■ Arbeitsauftrag 1 ■
Welche Firma hat laut dem Forenbeitrag über den Riemenantrieb den teilbaren Riemen entwickelt?
■ Arbeitsauftrag 2 ■
Gib aus den Einträgen alles vom Anfang bis hinunter zu der Zeile mit „491L138 473L187 642L249“ unverändert wieder, beide Enden eingeschlossen.

■ Seitenauszug ■

----------------

Beitrag von Raffineur »

Hallo Faltradler,

meinen „Mercedes“ habe ich ja auf Riemenantrieb umgerüstet. Das war einer der Gründe, warum ich das GoBike als Ausgangsbasis gewählt hatte: Weil die Kettenstrebe über die Kette führt und es kein hinteres Rahmendreieck gab, das ich hätte öffnen und wieder verschließen müssen. Beim Birdy ist der Fall ähnlich. Zahlreichen Faltradlern anderer Modelle dürfte es widerstreben, am Rahmen zu sägen, um den Riemen durchzuführen.

Das brauchen sie bald auch nicht mehr. An der „geheimen“ (zumindest nicht öffentlichen) Eurobike dieses Jahr wurde ein neuer Riemen vorgestellt, der teilbar ist. Nicht quer, sondern V-förmig, und zwar mit einem sehr schlanken „V“, damit nicht alle Zugstränge am gleichen Ort geteilt werden. Zusammengefügt werden die beiden Enden mit Nieten aus Edelstahl, die an den Enden gespreizt werden. Das System hat auch prompt einen Preis gewonnen. Verdient, wie ich denke. Irgendwie erstaunt es mich auch nicht, dass die Idee nicht von den etablierten Riemenanbietern wie Gates, Continental oder Haberstock kam, sondern von einem kleinen kalifornischen Start-up. Die Firma nennt sich Veer Cycles.
Der Dateianhang DSC06567_720x720_crop_top.jpg existiert nicht mehr.

----------------

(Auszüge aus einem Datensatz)
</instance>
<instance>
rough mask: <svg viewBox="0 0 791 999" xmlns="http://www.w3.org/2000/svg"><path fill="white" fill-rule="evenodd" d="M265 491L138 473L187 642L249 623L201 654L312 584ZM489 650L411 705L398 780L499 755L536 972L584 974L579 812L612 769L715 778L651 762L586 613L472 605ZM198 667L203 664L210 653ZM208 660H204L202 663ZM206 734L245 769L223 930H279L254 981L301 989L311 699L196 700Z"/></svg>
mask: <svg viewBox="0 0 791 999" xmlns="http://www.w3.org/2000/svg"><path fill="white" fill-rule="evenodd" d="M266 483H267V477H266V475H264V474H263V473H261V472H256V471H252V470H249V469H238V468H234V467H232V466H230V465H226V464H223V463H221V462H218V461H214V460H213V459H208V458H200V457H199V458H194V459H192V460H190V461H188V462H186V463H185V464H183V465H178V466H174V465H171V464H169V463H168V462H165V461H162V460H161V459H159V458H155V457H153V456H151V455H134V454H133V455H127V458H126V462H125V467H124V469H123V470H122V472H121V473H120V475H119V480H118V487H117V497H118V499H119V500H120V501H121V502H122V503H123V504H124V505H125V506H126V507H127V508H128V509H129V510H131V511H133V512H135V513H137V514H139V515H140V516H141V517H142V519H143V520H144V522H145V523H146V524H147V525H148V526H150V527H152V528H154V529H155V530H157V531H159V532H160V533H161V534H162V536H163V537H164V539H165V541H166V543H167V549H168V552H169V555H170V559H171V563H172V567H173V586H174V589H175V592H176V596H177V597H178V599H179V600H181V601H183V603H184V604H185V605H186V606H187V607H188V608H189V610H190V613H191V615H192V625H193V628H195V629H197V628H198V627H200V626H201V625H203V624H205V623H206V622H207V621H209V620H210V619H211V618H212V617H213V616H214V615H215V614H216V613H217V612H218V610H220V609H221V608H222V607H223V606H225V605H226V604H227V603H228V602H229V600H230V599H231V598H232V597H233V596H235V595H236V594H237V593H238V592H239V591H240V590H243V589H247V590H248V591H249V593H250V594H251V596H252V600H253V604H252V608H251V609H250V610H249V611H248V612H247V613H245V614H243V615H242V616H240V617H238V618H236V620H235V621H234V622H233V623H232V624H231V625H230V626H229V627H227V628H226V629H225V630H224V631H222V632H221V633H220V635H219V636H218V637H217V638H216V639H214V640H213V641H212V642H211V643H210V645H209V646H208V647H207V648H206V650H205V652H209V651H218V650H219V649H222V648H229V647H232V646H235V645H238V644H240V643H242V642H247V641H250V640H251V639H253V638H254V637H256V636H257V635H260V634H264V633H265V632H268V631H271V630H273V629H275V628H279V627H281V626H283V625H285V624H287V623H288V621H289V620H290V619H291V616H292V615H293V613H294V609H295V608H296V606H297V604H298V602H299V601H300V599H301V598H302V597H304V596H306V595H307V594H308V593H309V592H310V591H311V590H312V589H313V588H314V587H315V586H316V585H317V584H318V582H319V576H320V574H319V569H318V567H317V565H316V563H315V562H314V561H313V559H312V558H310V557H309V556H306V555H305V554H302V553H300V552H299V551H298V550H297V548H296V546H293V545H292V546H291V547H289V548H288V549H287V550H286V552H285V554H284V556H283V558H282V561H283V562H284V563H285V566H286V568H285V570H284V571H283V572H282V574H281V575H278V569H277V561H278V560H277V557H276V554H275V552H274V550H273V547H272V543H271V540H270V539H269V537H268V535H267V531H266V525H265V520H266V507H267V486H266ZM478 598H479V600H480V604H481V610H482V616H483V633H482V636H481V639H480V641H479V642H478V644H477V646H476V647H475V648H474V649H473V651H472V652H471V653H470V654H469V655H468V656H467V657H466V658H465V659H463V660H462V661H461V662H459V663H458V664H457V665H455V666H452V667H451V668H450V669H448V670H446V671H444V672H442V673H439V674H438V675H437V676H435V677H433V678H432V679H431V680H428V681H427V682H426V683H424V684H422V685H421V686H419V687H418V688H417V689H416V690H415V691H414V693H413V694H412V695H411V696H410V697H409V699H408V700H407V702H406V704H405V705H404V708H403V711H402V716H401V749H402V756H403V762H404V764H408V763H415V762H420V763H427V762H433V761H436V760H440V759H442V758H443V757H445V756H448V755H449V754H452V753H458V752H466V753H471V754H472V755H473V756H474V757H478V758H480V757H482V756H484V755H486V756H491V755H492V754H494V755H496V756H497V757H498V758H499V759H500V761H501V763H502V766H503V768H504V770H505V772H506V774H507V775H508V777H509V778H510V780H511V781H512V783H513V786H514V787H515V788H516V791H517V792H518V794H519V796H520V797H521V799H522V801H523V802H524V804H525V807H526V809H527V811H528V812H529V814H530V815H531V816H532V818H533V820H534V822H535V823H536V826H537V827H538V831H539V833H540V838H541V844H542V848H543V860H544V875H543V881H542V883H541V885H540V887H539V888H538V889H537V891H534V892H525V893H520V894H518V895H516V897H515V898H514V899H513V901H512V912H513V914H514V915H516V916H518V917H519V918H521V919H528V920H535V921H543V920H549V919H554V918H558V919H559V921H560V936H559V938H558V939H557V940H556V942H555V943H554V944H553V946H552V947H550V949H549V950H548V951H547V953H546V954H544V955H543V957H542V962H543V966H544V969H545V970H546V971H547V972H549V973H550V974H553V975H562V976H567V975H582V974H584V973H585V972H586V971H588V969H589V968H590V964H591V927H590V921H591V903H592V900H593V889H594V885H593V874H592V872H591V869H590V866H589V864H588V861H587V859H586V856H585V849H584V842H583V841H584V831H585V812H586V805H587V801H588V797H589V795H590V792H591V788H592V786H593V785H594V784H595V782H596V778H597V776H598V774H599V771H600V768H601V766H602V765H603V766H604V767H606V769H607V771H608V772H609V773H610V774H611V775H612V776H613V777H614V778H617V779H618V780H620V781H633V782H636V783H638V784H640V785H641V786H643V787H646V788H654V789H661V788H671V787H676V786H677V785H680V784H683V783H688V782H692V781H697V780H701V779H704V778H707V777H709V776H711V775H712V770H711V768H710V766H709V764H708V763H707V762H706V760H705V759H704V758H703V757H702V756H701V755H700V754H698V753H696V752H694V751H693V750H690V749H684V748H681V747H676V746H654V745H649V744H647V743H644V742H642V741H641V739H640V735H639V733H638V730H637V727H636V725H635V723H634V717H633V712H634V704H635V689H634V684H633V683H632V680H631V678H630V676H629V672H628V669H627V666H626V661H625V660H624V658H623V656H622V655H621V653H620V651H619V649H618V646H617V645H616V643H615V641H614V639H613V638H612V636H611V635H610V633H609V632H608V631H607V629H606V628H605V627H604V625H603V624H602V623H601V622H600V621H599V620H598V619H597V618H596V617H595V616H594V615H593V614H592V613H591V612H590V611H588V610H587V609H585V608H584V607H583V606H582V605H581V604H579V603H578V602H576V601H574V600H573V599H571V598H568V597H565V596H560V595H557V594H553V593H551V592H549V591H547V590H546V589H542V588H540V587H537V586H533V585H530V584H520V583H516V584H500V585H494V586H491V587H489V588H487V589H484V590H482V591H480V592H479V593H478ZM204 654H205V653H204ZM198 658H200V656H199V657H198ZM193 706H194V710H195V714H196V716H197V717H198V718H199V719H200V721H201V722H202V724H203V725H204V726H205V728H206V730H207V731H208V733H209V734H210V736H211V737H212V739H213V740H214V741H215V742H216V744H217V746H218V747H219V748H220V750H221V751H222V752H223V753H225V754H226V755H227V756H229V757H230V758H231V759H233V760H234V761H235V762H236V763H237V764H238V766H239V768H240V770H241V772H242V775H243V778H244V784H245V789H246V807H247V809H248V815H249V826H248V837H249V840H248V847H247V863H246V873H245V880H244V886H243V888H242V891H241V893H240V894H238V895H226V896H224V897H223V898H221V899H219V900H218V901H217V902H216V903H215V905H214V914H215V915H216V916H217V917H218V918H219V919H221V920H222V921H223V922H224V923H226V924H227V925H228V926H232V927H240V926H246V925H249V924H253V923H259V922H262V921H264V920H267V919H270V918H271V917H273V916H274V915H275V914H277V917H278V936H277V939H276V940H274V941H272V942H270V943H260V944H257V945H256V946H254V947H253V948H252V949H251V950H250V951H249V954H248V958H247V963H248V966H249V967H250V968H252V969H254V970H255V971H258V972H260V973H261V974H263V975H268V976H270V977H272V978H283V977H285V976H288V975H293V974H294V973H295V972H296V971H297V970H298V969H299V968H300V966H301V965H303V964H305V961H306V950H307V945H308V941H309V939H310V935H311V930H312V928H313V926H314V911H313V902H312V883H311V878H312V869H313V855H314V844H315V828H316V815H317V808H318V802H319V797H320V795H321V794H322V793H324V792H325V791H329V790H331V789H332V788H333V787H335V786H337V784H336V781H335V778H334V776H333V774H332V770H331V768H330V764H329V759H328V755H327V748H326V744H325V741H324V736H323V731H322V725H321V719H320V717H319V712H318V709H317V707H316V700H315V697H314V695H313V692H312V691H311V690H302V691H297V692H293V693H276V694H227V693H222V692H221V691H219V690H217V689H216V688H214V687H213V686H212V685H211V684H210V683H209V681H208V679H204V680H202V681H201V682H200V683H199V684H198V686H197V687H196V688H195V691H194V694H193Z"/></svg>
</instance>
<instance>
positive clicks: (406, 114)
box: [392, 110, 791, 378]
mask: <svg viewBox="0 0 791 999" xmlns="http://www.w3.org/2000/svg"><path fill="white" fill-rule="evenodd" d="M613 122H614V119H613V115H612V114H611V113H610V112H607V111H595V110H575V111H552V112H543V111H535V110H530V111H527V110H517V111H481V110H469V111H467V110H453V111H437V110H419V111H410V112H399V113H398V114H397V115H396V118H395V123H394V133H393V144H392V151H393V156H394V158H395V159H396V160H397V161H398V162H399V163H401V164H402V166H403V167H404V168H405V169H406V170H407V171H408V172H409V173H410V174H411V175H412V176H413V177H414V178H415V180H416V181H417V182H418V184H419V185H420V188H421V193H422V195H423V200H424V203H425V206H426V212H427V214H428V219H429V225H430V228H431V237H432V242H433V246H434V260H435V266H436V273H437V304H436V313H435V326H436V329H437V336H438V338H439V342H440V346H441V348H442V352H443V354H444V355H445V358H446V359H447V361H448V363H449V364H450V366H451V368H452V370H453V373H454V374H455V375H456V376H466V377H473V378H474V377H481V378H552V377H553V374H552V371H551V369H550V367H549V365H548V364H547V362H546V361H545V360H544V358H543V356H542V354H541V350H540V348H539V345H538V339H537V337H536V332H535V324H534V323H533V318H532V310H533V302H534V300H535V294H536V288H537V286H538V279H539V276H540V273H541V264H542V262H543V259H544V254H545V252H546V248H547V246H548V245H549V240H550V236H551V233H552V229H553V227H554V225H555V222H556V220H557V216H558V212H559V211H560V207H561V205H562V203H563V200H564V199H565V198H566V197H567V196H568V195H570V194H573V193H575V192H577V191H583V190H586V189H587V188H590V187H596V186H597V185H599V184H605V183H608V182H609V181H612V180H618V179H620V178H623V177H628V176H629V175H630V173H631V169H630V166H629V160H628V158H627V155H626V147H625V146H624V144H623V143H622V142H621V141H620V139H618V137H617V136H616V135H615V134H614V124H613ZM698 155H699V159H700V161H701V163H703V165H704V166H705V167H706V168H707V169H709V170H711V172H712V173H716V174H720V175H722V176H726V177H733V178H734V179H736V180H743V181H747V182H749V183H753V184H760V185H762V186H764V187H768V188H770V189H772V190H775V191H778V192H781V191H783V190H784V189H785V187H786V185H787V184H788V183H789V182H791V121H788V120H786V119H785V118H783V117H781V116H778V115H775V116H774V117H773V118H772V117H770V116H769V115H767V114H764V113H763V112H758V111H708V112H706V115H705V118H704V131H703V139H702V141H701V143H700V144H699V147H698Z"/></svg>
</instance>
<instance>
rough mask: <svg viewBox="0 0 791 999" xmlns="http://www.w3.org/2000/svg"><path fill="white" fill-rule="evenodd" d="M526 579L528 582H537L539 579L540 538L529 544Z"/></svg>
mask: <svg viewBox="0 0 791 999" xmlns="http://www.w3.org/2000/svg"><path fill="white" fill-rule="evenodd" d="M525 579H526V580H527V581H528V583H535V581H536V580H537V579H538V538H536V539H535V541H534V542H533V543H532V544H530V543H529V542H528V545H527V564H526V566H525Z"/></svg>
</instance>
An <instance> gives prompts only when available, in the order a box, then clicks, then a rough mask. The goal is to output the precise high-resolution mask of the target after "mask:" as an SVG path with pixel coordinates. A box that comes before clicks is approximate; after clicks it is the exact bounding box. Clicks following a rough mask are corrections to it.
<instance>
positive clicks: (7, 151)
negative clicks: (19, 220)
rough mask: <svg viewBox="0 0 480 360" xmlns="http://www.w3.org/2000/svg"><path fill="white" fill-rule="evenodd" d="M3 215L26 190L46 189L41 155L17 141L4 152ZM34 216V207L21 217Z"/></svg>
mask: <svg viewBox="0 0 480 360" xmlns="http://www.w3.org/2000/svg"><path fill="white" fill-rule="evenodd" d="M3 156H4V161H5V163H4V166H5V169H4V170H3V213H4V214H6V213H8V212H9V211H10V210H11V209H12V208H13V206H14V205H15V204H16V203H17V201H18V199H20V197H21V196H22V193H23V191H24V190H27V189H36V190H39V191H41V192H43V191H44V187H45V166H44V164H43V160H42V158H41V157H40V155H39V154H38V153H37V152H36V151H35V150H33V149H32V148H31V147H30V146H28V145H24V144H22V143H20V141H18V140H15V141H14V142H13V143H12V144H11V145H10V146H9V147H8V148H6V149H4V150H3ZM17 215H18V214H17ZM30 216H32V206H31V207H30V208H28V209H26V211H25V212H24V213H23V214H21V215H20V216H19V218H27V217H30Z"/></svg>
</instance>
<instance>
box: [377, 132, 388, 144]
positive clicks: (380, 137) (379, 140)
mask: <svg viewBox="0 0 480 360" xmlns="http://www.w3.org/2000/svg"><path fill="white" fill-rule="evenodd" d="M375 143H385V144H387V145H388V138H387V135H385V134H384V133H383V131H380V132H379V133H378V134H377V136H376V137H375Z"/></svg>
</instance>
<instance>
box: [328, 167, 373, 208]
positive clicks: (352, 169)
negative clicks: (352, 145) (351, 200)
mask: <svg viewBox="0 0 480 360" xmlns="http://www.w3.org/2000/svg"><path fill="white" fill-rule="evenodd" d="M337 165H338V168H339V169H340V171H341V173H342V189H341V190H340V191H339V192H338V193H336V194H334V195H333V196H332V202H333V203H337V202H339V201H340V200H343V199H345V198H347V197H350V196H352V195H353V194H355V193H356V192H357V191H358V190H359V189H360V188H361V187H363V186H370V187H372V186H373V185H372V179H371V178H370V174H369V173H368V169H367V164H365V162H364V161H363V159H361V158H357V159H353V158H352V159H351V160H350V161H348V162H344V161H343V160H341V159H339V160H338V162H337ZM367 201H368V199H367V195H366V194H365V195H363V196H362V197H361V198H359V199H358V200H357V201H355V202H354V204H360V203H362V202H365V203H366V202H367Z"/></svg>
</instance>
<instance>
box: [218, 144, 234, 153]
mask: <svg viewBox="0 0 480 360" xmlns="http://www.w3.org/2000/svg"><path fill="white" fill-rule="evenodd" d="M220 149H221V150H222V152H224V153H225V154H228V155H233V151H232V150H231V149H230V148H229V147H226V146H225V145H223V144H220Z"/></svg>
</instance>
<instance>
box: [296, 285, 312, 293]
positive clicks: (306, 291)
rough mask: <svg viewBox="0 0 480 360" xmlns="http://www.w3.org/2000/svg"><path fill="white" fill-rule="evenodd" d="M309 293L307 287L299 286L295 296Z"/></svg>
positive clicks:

----------------

■ Antwort zur Aufgabe 1 ■
Veer Cycles, ein kleines kalifornisches Start-up.

■ Antwort zur Aufgabe 2 ■
</instance>
<instance>
rough mask: <svg viewBox="0 0 791 999" xmlns="http://www.w3.org/2000/svg"><path fill="white" fill-rule="evenodd" d="M265 491L138 473L187 642L249 623L201 654L312 584ZM489 650L411 705L398 780L499 755L536 972L584 974L579 812L612 769L715 778L651 762L586 613L472 605ZM198 667L203 664L210 653ZM208 660H204L202 663ZM206 734L245 769L223 930H279L254 981L301 989L311 699L196 700Z"/></svg>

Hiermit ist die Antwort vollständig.